[START Recorded information]

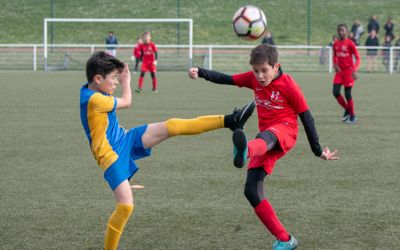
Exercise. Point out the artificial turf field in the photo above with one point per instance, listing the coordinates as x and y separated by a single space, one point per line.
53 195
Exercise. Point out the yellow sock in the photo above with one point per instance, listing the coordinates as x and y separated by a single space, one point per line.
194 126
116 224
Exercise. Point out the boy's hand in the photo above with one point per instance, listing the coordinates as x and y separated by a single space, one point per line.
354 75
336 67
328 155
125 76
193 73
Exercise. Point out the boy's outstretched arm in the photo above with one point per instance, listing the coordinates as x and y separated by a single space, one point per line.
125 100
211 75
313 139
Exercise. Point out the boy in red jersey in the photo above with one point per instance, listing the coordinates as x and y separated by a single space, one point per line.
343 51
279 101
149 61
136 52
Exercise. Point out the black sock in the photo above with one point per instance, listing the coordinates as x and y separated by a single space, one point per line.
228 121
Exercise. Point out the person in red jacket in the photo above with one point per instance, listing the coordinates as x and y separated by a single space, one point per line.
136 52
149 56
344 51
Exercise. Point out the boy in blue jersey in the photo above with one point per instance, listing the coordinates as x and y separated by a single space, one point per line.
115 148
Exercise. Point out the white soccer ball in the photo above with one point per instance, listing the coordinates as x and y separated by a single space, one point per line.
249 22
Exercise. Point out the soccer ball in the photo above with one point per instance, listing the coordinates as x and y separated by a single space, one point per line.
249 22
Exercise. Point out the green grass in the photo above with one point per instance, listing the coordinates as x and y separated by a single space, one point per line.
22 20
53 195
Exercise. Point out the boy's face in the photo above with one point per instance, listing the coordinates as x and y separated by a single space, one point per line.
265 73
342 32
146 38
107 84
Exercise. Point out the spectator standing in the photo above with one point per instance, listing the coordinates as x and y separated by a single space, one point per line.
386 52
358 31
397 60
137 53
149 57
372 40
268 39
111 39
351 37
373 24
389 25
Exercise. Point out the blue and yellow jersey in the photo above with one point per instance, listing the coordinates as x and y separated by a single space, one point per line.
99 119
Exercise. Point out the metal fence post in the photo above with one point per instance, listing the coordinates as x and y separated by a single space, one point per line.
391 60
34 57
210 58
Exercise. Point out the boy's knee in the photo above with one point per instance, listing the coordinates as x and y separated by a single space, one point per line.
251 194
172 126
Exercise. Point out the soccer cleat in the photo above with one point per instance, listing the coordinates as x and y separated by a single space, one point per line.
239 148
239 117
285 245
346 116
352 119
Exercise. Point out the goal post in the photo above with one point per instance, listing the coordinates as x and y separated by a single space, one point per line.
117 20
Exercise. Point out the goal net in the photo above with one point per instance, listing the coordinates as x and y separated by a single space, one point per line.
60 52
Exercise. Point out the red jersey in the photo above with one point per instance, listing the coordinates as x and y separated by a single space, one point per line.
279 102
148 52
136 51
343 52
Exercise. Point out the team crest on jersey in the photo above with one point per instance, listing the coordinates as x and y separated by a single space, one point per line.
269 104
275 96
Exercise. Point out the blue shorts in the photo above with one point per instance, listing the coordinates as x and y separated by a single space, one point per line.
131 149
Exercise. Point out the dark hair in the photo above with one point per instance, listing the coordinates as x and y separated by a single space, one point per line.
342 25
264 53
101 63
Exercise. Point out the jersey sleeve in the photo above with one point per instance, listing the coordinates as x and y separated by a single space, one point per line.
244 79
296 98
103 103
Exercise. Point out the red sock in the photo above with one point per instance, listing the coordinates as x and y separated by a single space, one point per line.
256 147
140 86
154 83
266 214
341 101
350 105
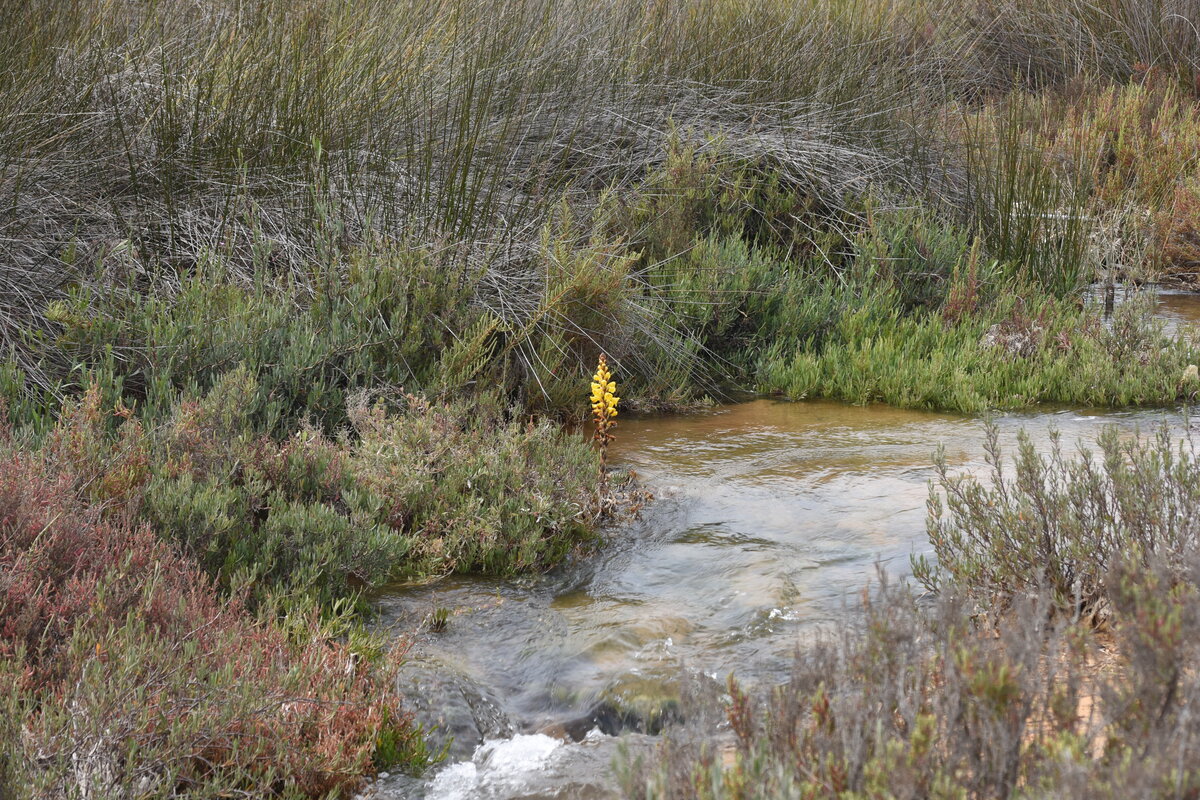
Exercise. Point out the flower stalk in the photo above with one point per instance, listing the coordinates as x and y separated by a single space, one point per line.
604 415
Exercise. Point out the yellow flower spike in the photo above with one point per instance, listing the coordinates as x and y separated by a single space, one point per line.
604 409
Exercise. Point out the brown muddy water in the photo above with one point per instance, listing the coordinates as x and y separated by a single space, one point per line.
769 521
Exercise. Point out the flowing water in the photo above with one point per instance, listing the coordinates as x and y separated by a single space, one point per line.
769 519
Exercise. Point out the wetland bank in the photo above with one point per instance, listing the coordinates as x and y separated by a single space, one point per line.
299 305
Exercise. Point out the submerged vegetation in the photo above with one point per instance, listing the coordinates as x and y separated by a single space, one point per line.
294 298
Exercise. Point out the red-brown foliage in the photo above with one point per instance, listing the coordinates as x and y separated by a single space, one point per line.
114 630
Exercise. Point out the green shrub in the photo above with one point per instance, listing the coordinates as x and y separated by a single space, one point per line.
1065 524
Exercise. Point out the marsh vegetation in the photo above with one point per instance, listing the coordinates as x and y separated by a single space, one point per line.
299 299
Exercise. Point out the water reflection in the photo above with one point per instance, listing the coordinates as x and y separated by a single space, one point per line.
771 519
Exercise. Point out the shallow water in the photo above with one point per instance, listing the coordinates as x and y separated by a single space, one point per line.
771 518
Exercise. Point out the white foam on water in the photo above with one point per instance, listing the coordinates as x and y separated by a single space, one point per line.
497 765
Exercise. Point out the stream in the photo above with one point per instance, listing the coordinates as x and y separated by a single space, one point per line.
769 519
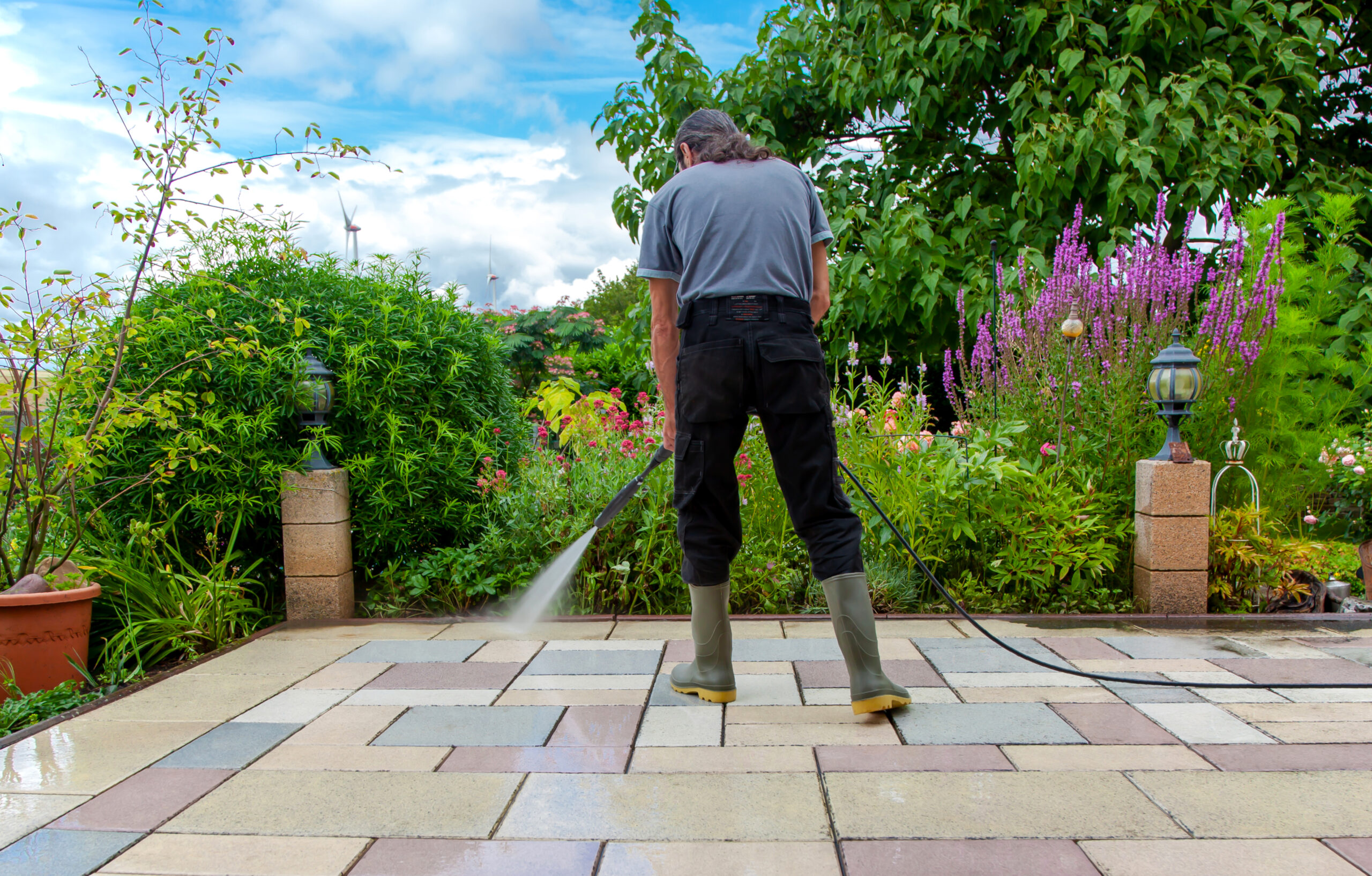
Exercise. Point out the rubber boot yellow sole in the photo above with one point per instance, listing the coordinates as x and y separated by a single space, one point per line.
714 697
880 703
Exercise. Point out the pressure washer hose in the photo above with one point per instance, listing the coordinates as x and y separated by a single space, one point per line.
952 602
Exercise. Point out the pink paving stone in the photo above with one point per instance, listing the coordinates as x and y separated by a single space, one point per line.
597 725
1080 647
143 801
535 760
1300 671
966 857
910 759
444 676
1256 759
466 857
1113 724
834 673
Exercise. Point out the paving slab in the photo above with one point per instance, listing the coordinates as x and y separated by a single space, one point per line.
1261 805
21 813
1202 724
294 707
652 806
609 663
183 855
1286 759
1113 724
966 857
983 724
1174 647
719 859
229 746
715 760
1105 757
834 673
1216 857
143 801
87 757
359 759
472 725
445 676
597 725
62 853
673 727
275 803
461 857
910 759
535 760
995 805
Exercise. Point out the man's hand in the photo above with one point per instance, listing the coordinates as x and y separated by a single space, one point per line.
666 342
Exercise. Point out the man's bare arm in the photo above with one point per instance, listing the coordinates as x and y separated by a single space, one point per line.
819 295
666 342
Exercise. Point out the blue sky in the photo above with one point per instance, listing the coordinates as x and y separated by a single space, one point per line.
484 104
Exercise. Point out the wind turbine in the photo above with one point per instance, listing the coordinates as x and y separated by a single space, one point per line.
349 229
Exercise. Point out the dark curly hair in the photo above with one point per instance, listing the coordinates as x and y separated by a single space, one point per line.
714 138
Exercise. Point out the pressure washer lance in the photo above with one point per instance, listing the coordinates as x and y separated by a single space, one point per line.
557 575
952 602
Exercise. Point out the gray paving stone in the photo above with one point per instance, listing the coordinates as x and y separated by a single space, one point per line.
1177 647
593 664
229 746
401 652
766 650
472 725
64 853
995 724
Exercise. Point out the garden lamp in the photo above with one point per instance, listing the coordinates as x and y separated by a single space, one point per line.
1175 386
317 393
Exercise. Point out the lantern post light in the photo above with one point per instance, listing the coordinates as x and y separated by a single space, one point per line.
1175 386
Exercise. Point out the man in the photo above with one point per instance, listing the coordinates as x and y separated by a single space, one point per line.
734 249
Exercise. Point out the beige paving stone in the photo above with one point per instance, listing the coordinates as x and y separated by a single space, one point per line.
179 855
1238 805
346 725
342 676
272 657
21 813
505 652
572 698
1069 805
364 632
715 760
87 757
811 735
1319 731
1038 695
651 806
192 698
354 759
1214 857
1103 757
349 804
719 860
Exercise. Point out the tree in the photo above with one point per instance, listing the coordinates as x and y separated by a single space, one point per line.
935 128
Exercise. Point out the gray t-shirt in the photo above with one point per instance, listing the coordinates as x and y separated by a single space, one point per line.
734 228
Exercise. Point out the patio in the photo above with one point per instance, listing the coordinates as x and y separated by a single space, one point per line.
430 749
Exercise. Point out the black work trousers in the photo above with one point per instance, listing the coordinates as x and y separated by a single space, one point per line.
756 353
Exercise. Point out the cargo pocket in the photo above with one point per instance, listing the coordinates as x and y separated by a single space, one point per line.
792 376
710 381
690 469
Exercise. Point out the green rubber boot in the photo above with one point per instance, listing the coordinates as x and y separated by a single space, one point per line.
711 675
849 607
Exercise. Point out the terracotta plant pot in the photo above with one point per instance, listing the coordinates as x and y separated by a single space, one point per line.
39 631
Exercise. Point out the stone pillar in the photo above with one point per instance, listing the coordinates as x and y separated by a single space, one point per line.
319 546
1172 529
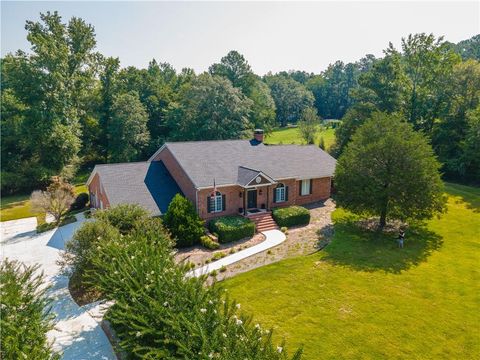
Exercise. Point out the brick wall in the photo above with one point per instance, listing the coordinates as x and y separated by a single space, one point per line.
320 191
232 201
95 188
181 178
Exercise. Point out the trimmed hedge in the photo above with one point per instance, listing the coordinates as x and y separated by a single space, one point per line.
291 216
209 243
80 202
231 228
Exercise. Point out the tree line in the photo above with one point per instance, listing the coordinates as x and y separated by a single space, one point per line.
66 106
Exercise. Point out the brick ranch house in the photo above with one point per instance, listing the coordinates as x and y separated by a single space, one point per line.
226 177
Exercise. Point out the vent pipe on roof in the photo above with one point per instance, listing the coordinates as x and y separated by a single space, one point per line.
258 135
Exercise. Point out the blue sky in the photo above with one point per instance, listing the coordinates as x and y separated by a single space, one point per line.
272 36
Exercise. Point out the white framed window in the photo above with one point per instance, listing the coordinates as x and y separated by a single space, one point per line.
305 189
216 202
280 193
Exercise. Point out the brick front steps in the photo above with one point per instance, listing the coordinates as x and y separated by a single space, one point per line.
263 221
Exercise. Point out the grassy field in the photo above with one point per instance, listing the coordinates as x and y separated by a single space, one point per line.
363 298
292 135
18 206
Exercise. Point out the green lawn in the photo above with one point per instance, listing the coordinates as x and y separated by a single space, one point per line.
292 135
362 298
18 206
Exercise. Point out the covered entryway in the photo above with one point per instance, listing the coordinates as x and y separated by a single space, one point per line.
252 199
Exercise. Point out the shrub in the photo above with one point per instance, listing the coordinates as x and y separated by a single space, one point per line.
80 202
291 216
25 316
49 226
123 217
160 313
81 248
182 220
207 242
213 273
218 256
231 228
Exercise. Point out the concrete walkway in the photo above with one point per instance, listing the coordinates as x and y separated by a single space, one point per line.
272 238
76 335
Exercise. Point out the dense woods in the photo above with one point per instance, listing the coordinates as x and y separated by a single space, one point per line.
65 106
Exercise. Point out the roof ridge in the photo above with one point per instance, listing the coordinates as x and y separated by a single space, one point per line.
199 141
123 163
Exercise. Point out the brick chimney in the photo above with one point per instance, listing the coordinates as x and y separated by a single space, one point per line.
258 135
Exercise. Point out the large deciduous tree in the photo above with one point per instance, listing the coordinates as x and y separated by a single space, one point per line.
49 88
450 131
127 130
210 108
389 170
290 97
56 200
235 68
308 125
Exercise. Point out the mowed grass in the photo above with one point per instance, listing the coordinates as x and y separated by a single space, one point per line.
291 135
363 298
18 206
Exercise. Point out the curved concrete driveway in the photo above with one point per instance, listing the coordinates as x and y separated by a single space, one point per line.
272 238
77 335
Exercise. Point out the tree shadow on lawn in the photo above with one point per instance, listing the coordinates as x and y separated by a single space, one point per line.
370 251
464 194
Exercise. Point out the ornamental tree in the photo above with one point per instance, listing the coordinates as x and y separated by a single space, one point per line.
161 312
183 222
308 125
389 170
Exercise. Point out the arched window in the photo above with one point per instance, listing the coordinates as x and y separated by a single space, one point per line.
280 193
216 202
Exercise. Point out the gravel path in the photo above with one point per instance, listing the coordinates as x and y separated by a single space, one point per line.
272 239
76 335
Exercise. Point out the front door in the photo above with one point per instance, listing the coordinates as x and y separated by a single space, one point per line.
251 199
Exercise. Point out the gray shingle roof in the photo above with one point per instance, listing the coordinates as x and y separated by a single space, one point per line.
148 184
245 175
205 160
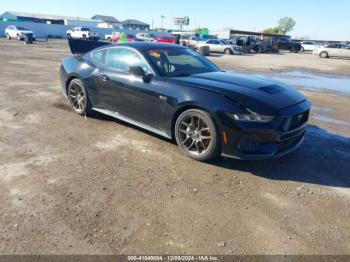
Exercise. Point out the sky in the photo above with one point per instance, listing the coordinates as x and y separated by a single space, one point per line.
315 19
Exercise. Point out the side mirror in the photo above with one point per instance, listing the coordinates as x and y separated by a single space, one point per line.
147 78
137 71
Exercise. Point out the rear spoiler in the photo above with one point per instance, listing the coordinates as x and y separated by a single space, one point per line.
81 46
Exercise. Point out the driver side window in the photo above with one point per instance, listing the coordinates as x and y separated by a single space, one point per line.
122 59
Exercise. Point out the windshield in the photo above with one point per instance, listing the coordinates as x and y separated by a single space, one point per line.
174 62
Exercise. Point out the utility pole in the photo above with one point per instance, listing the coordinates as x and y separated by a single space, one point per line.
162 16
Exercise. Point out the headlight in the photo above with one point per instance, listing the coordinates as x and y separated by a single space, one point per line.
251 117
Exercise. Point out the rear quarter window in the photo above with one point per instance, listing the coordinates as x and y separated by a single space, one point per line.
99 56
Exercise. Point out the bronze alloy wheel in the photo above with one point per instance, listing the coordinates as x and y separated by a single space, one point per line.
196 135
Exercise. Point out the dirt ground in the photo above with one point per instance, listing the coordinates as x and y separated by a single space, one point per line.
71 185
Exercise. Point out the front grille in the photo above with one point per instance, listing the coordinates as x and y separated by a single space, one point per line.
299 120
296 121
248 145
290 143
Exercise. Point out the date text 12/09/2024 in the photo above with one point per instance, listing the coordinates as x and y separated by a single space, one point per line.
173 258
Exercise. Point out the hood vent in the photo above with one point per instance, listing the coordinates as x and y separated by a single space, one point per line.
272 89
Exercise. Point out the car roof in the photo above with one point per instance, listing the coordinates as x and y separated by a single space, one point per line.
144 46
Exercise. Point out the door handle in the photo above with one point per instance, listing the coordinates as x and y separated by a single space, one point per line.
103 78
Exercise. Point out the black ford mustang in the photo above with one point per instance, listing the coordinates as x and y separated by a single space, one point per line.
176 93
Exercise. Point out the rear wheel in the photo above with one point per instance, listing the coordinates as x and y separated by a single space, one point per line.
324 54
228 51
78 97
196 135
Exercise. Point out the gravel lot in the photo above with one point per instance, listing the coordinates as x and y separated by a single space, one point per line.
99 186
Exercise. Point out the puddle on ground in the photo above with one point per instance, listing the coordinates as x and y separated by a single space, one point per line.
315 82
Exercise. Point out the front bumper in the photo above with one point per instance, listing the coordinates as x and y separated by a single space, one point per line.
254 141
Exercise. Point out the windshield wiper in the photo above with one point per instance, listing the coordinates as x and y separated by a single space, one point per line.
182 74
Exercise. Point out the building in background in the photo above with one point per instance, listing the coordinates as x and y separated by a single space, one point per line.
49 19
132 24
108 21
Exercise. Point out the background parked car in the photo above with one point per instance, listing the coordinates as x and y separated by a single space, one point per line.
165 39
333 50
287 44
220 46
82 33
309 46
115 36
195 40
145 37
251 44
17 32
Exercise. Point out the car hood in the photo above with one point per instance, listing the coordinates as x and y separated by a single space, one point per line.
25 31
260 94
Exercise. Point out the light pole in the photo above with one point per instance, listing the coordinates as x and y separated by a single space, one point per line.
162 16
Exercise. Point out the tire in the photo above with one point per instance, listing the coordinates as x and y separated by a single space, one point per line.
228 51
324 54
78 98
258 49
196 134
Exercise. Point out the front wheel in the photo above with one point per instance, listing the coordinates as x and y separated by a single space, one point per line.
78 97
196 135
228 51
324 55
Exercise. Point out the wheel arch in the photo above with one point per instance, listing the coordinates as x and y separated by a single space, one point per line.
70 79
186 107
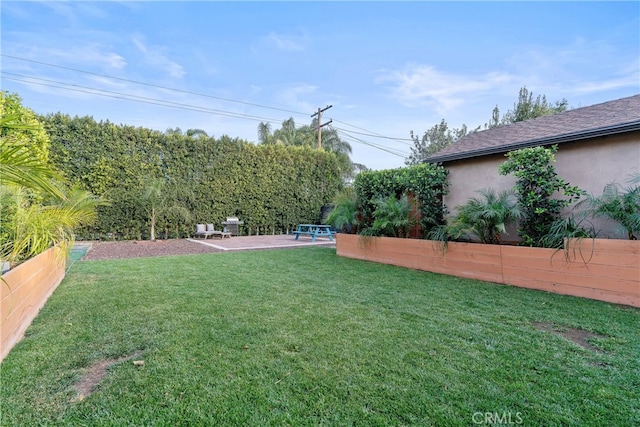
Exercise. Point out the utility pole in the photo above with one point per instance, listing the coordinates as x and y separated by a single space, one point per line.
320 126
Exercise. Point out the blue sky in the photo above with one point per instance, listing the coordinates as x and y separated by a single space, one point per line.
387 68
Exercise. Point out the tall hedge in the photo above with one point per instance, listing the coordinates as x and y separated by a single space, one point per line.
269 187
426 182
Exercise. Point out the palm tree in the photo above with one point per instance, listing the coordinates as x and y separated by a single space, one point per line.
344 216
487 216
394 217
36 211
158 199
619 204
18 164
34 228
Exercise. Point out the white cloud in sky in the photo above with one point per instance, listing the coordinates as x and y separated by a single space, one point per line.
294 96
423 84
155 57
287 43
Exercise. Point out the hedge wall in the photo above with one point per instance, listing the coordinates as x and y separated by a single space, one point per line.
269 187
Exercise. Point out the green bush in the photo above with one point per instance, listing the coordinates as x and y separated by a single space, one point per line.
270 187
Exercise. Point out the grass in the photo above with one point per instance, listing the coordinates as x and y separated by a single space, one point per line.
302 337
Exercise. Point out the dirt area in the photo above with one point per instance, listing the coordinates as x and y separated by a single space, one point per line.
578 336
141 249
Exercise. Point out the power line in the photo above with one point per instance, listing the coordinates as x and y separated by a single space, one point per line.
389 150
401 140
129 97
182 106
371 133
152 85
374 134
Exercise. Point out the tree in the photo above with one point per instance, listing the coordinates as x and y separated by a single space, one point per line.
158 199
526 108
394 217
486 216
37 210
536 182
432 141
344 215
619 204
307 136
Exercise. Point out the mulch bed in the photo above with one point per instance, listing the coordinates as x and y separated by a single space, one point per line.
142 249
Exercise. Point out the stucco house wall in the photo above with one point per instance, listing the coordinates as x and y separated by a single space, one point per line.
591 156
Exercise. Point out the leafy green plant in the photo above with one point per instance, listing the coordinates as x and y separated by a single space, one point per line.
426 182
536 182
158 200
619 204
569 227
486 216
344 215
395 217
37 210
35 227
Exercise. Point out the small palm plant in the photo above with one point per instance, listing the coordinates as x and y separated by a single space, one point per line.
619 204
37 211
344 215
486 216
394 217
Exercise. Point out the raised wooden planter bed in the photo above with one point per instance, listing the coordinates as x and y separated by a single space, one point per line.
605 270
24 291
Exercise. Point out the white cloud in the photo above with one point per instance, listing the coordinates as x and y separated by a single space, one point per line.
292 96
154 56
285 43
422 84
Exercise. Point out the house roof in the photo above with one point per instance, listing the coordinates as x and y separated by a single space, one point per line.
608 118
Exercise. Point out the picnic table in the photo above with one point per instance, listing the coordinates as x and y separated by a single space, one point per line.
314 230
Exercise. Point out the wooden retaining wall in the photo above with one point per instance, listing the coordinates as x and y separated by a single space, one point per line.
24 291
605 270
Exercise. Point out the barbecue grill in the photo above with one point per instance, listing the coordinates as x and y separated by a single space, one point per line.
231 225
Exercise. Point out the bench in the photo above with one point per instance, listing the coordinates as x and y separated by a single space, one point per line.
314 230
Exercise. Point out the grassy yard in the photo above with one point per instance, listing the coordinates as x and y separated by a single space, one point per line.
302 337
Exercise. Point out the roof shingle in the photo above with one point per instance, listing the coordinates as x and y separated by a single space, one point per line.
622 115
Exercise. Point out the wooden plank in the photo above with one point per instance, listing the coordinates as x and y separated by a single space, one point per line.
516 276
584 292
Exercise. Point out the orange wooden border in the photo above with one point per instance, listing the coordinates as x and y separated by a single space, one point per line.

[END Recorded information]

_Problem to work on_
Can you quote exactly the lines from the one containing "Exercise. Point out the grassy yard" through the last line of the records above, and nothing else?

_Task answer_
Exercise. Point out the grassy yard in the photo above with one point per instance, listing the coordinates as x and y separated by a single space, one point per line.
302 337
Exercise. Point out the roof shingle in the photo above with one point per instance, listing the coordinates as x and y separated by a single space, one point per line.
622 115
Exercise. Point out the wooden plank in the photo above with one point per instance, listing the coordinates as x and y separated by a single space, one point per line.
516 276
584 292
Exercise. Point out the orange wooden border in the photo above with one point per instance, listing the coordinates as x and y separated by a single space, one point per line.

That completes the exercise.